[Records from a dataset]
◆ ◆ ◆

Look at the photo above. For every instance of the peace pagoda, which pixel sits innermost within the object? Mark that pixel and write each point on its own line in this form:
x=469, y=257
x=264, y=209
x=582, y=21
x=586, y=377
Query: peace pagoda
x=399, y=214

◆ ◆ ◆

### Requirement:
Reproduce every item above line by line, changing nothing.

### Response:
Look at the photo above. For every instance of the peace pagoda, which pixel sits innermost within the object? Mark that pixel and write each point on its own line in this form:
x=469, y=257
x=264, y=209
x=582, y=21
x=586, y=377
Query: peace pagoda
x=399, y=214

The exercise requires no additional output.